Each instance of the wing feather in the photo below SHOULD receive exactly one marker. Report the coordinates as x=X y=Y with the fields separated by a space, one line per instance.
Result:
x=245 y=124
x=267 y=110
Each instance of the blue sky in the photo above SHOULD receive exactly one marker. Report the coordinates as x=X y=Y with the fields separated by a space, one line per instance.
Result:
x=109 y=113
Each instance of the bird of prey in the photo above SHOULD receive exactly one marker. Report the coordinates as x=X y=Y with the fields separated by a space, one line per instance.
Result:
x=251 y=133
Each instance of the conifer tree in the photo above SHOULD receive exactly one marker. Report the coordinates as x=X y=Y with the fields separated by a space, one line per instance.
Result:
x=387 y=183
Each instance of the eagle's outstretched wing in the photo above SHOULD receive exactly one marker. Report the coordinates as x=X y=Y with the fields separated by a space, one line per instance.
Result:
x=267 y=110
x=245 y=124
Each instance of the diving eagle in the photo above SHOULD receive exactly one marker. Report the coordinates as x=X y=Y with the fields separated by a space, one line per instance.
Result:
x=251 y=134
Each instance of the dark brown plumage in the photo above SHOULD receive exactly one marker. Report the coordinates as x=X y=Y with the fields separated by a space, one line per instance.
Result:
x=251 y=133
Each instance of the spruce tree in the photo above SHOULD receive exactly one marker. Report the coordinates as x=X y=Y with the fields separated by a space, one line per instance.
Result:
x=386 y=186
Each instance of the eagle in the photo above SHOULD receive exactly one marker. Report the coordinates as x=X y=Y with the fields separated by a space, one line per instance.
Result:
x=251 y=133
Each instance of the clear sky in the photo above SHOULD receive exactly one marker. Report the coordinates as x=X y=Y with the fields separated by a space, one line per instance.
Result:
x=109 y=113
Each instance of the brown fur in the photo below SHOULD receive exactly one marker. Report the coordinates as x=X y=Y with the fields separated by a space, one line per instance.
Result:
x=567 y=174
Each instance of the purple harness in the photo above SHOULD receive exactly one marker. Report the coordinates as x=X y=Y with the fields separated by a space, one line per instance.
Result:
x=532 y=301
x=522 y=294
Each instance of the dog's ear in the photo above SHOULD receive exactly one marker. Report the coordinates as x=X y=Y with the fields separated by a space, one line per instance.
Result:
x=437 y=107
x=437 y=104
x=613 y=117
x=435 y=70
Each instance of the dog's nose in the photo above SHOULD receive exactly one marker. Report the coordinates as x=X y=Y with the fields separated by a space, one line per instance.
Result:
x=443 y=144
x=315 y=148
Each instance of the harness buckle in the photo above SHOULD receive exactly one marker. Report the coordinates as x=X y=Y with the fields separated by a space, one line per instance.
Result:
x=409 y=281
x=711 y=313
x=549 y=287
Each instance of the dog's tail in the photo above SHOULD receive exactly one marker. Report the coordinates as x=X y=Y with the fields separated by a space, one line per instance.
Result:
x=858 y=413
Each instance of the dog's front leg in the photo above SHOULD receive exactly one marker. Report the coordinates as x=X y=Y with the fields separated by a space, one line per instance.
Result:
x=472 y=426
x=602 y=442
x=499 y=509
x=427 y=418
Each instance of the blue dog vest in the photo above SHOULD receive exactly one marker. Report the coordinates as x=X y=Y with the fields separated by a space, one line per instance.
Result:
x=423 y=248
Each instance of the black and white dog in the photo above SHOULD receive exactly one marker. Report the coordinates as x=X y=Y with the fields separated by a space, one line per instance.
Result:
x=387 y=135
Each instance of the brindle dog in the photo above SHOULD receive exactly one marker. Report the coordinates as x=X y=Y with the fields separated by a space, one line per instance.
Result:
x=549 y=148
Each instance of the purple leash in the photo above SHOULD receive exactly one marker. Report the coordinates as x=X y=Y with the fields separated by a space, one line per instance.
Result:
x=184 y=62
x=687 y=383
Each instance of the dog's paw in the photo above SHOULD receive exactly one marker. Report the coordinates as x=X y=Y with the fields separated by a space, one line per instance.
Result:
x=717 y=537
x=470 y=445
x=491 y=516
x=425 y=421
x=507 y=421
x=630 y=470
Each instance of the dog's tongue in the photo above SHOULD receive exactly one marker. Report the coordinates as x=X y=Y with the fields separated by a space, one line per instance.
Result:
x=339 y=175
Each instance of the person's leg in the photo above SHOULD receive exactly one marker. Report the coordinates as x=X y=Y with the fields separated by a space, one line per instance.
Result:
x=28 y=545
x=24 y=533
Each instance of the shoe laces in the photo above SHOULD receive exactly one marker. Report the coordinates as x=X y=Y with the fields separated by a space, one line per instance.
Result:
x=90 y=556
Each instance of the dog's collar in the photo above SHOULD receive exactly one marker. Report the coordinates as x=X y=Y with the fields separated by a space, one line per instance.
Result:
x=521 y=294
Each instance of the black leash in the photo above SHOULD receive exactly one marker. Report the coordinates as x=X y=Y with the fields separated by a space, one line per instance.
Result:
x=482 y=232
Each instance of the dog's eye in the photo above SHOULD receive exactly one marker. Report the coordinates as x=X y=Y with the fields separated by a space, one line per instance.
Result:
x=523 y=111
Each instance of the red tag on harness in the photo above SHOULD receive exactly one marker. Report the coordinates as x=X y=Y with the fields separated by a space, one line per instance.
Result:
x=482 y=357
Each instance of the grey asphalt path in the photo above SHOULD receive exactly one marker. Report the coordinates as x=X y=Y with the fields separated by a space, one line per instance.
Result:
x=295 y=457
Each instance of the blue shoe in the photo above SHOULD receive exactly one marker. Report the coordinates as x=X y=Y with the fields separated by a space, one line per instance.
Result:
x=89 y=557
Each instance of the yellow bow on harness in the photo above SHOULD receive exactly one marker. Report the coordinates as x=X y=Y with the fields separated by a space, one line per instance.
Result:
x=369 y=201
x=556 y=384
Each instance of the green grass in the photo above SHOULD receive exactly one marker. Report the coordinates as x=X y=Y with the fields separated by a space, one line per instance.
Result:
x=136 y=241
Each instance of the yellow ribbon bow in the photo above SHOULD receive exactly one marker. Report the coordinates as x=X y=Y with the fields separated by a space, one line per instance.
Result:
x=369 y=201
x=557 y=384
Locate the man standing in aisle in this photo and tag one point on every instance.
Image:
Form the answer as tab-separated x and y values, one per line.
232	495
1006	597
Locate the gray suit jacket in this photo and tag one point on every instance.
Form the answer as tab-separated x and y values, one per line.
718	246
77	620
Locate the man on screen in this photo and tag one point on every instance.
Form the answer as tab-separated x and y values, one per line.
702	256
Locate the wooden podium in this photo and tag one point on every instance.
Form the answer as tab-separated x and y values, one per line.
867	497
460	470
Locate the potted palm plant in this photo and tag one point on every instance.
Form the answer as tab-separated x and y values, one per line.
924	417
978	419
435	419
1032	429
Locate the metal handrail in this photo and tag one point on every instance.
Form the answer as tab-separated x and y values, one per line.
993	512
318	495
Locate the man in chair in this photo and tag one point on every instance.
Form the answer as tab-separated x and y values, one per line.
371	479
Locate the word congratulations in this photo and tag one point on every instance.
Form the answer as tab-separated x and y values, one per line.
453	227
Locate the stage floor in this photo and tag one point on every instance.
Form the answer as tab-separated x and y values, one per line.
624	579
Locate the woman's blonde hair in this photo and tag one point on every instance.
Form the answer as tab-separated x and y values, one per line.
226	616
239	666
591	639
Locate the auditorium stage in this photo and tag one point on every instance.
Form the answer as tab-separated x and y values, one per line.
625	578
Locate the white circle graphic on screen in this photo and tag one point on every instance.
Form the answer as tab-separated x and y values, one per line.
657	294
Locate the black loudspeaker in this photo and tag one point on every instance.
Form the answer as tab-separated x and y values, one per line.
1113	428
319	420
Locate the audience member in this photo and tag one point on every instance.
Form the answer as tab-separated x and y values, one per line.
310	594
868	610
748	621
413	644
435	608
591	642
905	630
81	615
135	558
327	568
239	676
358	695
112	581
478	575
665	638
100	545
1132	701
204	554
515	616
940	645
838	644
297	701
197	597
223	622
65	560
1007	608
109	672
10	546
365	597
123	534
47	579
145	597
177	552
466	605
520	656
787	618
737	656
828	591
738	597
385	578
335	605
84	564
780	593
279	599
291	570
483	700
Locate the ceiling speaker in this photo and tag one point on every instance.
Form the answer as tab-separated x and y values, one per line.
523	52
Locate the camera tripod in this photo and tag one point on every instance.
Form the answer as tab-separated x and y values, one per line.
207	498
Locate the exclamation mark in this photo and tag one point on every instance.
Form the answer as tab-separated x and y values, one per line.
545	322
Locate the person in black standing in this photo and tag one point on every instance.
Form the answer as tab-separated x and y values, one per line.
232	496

> **Problem to work on**: Rewrite the stretch of the listing from the line containing "Each instance of the eagle in" through the line containing "x=522 y=294", substituting "dot" for "marker" and leaving everything else unchanged.

> **Task answer**:
Each instance of the eagle in the photo above SHOULD receive exactly one dot. Report the coordinates as x=X y=Y with the fields separated by a space, one line per instance.
Result:
x=251 y=133
Each instance of the clear sky in the photo above SHOULD receive exactly one dot. Report the coordinates as x=X y=Y with the fields separated by a space, one line per instance.
Result:
x=109 y=113
Each instance of the brown fur in the photo below SHOULD receive exactly one dot. Report the coordinates as x=X y=Y with the fields separated by a space, one line per instance.
Result:
x=567 y=174
Each instance of the purple harness in the photo above SHOULD receive exactly one dot. Report the coordinates as x=X y=Y with the fields separated by a space, one line per instance.
Result:
x=532 y=301
x=522 y=294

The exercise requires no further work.